- **WORK INSTRUCTION**:
Some entries follow. Reproduce exactly the lines starting at the one with "the white car." and stopping after the one with "the green field.".

- **INPUT RECORDS**:
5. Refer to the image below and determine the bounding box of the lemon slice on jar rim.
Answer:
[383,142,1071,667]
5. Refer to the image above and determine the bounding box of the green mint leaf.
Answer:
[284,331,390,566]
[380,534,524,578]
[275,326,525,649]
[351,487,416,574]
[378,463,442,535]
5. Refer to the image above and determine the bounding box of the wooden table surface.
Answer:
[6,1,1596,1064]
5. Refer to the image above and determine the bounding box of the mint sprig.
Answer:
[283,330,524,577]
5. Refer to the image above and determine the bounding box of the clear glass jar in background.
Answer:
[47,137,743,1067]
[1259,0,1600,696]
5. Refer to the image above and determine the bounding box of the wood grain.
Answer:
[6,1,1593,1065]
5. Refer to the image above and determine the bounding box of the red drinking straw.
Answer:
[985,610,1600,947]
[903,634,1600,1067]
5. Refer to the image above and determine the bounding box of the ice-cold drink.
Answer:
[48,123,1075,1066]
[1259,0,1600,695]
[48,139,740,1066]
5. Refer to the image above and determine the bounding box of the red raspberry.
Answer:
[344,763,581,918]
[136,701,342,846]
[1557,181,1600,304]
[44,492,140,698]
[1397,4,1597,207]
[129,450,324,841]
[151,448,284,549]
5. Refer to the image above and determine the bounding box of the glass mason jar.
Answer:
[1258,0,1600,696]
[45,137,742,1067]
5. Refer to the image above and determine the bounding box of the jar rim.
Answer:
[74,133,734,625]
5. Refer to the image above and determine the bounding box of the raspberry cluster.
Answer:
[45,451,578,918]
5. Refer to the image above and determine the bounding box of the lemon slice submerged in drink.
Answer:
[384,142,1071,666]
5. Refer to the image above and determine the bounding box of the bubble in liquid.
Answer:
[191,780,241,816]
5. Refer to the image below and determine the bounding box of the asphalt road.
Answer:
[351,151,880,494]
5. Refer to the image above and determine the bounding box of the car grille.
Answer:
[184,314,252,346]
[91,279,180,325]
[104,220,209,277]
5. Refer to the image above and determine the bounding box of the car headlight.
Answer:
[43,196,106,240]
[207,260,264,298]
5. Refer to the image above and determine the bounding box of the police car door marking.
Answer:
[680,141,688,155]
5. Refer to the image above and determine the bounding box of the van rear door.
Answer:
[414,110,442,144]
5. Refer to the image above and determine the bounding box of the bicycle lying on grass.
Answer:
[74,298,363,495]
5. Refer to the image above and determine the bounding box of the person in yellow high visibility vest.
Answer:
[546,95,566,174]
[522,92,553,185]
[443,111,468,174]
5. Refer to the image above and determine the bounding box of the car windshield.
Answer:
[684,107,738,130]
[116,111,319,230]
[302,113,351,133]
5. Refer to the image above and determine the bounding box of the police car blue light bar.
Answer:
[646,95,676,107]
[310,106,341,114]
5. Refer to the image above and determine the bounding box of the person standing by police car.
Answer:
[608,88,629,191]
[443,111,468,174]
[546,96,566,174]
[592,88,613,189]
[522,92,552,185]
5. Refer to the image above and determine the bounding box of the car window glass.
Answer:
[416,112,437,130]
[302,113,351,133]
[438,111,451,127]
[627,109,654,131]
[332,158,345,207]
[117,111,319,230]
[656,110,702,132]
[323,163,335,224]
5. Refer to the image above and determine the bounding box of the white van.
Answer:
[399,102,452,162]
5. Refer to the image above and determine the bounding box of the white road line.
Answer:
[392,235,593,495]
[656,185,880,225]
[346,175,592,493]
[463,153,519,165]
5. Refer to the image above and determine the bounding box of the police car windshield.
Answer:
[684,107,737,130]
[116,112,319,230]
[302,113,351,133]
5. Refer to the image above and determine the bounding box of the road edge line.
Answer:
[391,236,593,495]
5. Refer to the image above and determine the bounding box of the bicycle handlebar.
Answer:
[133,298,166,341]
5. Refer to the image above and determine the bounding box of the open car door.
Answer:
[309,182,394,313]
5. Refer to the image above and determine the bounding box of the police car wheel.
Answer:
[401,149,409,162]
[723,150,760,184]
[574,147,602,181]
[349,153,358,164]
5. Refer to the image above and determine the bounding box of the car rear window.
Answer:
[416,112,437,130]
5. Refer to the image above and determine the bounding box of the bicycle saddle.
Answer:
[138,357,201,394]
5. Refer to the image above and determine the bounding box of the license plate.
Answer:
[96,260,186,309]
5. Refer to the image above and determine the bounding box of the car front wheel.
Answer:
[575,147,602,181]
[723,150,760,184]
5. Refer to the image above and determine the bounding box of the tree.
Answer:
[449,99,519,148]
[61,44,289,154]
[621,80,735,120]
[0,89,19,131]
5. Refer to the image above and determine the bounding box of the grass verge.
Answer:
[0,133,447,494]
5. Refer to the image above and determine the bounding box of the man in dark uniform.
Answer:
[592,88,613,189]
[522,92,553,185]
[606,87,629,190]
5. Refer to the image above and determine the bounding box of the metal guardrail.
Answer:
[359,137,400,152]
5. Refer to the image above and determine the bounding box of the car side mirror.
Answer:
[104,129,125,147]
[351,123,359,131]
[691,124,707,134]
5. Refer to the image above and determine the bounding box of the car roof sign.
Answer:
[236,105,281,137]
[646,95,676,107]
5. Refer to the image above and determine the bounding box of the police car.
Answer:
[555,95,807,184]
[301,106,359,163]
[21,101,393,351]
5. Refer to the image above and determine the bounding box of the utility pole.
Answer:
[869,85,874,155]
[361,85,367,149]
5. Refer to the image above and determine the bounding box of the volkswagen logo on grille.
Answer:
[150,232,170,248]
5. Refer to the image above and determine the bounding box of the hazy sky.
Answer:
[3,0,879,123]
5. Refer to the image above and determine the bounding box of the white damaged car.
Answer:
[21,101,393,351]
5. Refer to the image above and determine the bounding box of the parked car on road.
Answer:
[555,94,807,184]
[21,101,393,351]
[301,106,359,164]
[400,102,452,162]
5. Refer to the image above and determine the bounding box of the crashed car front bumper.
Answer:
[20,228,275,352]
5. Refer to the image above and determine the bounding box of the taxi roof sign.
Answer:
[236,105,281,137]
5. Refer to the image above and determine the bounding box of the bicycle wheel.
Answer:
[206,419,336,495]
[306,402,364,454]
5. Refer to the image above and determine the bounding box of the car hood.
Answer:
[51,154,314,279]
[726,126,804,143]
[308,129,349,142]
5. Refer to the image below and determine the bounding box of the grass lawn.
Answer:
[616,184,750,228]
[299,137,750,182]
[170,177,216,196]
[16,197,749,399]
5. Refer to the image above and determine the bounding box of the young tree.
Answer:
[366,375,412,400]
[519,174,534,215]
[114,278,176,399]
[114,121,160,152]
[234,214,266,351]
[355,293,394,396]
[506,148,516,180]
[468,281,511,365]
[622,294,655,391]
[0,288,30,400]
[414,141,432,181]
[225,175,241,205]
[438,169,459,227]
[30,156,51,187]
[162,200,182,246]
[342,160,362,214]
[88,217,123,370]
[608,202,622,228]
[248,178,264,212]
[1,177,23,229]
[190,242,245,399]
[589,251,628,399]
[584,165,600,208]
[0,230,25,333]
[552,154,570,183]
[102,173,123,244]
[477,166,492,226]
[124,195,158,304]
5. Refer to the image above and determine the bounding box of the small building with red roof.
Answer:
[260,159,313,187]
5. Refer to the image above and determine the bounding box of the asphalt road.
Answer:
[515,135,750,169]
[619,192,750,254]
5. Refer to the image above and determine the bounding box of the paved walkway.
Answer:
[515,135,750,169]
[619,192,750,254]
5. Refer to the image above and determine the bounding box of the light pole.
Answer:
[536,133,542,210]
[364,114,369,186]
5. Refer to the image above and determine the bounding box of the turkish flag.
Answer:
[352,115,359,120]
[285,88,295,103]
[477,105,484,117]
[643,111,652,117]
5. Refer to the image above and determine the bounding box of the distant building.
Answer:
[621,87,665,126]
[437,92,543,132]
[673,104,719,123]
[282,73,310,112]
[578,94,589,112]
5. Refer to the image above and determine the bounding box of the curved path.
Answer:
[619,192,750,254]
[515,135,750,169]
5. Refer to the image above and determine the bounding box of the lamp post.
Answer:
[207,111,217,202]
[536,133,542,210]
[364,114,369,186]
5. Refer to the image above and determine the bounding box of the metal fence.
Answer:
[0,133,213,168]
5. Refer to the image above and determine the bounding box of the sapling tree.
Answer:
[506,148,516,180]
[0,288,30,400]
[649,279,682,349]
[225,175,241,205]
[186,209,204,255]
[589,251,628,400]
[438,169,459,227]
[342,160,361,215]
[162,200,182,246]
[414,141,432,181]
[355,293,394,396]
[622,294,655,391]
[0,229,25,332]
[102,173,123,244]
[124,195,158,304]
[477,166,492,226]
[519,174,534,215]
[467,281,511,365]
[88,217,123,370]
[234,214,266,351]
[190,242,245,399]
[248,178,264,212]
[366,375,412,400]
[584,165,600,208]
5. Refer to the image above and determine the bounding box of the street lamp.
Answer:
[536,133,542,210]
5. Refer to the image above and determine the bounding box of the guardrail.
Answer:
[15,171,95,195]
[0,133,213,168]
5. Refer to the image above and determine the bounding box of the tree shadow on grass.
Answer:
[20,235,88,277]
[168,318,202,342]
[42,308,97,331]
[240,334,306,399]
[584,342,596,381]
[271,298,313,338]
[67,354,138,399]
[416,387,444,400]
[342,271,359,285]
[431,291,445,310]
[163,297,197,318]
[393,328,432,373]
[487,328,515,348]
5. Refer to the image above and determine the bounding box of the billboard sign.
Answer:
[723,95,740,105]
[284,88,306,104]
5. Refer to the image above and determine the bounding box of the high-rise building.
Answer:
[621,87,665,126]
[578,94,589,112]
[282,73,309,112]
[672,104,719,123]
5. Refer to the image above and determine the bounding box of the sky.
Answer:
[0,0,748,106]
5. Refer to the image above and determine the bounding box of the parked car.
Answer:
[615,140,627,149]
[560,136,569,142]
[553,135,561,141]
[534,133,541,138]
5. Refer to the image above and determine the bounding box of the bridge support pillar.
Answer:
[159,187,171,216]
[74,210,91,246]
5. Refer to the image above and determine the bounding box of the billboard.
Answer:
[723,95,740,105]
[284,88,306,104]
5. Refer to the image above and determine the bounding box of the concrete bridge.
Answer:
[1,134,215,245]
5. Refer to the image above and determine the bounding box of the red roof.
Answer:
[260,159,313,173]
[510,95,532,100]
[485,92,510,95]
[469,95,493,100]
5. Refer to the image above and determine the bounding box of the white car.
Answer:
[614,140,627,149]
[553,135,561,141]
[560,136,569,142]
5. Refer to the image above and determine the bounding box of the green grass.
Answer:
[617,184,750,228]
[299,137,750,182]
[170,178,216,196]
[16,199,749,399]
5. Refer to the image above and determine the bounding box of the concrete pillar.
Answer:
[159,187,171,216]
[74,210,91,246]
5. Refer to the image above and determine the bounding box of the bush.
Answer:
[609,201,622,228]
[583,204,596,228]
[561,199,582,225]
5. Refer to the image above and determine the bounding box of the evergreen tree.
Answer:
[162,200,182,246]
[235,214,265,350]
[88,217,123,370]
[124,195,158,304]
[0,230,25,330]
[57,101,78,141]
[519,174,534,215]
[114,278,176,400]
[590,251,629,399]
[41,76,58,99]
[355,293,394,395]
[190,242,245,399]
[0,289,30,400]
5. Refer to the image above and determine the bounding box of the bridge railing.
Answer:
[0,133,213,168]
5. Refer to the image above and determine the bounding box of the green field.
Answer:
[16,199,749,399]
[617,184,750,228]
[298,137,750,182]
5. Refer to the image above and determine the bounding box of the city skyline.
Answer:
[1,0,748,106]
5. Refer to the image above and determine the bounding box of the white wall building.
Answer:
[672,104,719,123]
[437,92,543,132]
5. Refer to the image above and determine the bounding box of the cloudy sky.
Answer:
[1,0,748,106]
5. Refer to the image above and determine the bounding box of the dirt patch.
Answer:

- **RESPONSE FOR THIS EXERCISE**:
5. Refer to the image above and determine the bounding box of the white car.
Answer:
[614,140,627,149]
[553,135,561,141]
[560,136,569,142]
5. Refer to the image above and determine the bounding box of the green grass.
Answer:
[617,184,750,228]
[299,137,750,182]
[170,178,216,196]
[16,199,749,399]
5. Refer to the image above and determine the bounding box of the concrete pillar.
Answer:
[159,187,171,216]
[74,210,91,246]
5. Refer to the image above and determine the bounding box of the bush.
Answer:
[609,201,622,228]
[583,204,596,228]
[561,199,582,225]
5. Refer to the image above and determine the bounding box of the evergreen tree.
Answer:
[162,200,182,246]
[235,214,265,350]
[88,217,123,370]
[124,195,158,304]
[0,230,25,330]
[57,101,78,141]
[519,174,534,215]
[114,278,176,400]
[590,251,629,399]
[41,76,58,99]
[355,293,394,395]
[190,242,245,399]
[0,289,30,400]
5. Refer to the image above and determine the bounding box of the bridge railing.
Answer:
[0,133,213,168]
5. Refer to the image above and determine the bounding box of the green field.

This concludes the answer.